*Page excerpt*:

* * *

As a first-year internal medicine resident, I find myself consulting rheumatologists for just about every mystery patient in our hospital. Like many residents, I was initially intimidated by the complexity of this elusive field. At first glance, diagnosis and management seem completely inaccessible to a first-year resident. But several rheumatology consults later, I can confidently say that understanding the basics is certainly worth the time.
Diagnosis without Knowledge
In the era of cost-effective medicine, we are taught to be judicious when ordering labs and imaging. To do so, we must understand how each test will help us care for our patients.
When it comes to rheumatic disease, however, the average resident lacks such understanding. We send off a battery of immunologic tests with a vague idea of how these results will guide our management. How much do we really care about a positive anti-nuclear antibody (ANA)? How often do we track complement levels, and why are we doing it in the first place? We turn to rheumatologists to guide us every step of the way.
Many of us grow comfortable with this lack of understanding. After all, the expectation for a resident is not to know rheumatology, and there is plenty to learn just in the realm of bread-and-butter internal medicine. This comfort can prove problematic, however, when it interferes with our radar for rheumatic disease. As the first line of care for the hospital, we must know enough to consider these diseases in our differential diagnosis on admission. This is especially important because what we do in the first few hours of admission tends to lead to anchoring bias, which then steers the course of the patient’s hospitalization.

* * *

*Questions to answer*:
(1) In the essay on rheumatology consults, what are residents taught to be when ordering labs and imaging?
(2) Rewrite the stretch of the essay on rheumatology consults from "When it comes" through "of the way.", putting "panel" in place of "battery".

* * *

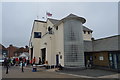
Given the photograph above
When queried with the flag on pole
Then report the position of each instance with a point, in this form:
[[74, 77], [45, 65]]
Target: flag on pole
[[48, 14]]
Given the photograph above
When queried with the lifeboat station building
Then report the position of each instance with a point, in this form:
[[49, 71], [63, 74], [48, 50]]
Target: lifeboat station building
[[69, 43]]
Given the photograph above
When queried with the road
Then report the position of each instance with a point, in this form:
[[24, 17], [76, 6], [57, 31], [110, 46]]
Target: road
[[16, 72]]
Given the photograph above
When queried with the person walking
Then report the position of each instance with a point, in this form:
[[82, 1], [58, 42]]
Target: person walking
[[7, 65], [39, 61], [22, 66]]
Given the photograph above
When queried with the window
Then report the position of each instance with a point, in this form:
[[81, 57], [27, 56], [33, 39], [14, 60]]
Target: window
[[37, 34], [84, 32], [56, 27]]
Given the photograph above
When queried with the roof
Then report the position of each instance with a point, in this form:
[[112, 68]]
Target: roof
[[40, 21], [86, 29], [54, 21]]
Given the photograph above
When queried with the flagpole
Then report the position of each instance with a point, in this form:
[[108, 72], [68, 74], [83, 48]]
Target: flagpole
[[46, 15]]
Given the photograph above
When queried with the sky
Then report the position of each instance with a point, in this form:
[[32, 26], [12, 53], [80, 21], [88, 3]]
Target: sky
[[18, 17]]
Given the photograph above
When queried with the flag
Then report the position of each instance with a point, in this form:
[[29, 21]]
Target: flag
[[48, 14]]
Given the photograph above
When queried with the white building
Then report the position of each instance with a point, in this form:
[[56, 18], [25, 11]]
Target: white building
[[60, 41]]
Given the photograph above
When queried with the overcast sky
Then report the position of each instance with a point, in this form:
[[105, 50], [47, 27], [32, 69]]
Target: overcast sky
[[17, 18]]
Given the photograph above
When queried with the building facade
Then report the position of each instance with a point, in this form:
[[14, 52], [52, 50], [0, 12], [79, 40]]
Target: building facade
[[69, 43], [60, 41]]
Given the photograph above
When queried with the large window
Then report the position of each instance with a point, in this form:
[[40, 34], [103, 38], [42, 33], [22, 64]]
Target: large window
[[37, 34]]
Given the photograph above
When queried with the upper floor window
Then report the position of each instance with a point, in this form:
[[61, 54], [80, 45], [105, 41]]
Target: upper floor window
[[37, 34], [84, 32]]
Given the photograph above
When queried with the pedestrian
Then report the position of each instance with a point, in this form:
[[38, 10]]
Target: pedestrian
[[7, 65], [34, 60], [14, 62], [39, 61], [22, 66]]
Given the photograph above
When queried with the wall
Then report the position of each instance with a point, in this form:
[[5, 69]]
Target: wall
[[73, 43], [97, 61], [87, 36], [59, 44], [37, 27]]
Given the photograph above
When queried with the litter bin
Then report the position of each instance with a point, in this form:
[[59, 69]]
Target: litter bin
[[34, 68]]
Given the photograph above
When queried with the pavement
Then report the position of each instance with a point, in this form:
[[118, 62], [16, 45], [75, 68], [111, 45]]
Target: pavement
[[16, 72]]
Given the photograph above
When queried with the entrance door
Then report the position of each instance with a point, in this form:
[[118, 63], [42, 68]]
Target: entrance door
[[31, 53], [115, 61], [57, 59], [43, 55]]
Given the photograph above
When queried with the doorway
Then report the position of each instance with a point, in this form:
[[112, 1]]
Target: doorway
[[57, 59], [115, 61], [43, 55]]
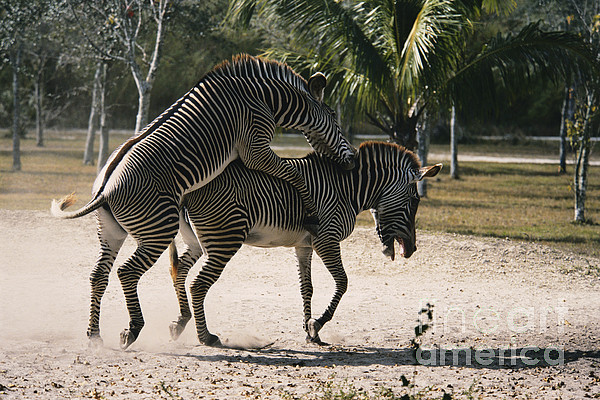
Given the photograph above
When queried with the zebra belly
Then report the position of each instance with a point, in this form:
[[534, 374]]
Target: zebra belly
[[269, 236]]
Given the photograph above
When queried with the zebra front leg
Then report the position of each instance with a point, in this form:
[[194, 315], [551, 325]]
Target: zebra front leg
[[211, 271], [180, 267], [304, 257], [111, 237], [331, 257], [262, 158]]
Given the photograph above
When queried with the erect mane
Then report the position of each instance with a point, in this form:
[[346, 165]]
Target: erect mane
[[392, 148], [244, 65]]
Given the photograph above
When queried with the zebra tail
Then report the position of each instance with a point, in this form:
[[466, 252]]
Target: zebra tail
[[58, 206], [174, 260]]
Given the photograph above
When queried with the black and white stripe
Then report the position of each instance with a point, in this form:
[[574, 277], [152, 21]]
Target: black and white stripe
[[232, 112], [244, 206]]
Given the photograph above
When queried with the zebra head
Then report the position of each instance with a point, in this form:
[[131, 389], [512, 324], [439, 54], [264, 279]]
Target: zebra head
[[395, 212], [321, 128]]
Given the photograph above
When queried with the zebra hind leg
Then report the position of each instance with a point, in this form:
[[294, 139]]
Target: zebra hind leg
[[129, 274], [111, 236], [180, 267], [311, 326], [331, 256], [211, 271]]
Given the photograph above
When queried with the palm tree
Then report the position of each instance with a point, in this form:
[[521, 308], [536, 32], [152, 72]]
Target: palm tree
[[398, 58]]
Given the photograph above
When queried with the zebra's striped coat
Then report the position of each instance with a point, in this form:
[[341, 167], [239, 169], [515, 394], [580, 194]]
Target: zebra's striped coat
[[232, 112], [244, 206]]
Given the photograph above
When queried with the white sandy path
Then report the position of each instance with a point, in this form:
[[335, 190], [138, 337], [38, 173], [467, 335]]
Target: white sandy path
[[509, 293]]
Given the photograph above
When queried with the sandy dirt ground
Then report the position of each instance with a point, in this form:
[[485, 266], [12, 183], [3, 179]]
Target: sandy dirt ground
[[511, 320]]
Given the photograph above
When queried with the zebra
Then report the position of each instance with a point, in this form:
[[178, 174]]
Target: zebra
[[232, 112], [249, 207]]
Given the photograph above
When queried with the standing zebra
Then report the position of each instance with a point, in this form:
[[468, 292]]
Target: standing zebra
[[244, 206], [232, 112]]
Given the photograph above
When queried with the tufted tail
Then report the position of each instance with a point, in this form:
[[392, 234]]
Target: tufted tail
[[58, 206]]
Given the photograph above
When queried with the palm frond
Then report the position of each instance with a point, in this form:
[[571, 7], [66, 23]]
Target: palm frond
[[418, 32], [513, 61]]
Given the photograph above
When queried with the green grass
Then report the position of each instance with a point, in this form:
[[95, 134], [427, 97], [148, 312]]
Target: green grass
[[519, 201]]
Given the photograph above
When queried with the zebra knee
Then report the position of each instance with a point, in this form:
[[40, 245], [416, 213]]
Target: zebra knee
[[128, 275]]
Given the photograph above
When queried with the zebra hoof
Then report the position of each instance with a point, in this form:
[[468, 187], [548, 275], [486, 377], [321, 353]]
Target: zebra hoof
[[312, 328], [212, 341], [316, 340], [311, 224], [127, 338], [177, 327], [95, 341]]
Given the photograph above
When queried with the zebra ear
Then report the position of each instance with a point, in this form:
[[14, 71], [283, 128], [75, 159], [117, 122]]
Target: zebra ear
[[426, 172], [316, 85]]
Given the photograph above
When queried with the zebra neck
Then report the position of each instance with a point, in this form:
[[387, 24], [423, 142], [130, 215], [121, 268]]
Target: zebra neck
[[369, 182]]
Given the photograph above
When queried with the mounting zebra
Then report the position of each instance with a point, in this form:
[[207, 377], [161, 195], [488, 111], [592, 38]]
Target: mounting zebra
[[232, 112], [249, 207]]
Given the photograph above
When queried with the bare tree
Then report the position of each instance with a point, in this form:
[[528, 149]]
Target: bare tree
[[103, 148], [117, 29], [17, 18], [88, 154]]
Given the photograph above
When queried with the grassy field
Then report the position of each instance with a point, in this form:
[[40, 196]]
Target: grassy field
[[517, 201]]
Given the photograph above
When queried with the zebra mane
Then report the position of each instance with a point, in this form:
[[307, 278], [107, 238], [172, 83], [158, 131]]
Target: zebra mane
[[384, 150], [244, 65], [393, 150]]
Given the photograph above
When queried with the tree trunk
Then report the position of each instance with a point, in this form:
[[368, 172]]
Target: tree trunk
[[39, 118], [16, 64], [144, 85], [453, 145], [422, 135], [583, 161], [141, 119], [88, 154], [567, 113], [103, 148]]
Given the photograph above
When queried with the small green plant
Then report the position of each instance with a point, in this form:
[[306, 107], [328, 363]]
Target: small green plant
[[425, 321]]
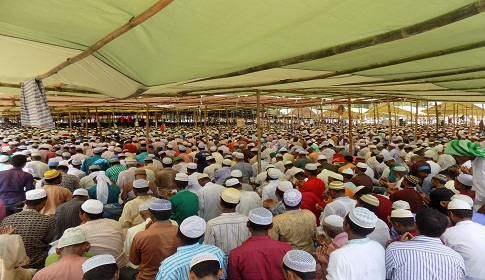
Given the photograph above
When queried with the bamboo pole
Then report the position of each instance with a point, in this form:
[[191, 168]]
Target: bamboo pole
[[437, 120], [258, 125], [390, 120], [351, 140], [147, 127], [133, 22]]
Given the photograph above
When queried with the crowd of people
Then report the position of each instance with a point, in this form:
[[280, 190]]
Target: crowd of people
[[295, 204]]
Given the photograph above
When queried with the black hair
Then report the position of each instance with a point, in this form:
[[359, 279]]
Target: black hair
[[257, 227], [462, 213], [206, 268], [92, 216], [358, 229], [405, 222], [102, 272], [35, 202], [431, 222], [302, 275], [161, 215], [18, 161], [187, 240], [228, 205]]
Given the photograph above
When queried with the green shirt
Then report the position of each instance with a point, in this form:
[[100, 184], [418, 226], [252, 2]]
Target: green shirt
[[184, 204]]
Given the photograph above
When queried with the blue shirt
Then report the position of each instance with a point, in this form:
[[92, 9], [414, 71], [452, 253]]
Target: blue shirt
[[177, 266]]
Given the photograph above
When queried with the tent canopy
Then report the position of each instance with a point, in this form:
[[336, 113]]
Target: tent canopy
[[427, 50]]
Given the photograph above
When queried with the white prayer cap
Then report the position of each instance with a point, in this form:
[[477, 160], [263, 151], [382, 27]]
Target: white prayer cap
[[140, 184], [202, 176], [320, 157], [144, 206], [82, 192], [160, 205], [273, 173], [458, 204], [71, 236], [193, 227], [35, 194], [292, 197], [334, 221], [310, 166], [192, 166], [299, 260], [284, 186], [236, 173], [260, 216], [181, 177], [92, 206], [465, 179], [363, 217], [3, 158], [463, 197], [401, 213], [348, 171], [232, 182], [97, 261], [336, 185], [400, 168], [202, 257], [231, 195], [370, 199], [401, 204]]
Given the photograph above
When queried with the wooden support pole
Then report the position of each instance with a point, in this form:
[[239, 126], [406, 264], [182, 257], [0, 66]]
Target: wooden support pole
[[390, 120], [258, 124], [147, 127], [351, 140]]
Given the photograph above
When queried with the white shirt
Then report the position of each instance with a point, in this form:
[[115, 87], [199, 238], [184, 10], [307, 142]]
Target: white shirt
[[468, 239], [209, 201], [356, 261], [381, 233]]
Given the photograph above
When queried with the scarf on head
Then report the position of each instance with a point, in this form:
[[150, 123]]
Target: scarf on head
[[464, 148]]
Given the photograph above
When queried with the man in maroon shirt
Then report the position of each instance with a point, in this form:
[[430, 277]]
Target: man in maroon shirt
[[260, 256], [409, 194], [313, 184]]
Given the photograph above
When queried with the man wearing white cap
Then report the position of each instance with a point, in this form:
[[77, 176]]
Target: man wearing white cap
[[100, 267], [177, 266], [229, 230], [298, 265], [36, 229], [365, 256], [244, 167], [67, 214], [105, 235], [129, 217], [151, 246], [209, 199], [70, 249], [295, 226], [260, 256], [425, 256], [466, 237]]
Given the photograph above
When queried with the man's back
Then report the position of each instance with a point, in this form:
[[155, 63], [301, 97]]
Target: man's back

* * *

*Answer set*:
(1) Judicious.

(2)
When it comes to rheumatic disease, however, the average resident lacks such understanding. We send off a panel of immunologic tests with a vague idea of how these results will guide our management. How much do we really care about a positive anti-nuclear antibody (ANA)? How often do we track complement levels, and why are we doing it in the first place? We turn to rheumatologists to guide us every step of the way.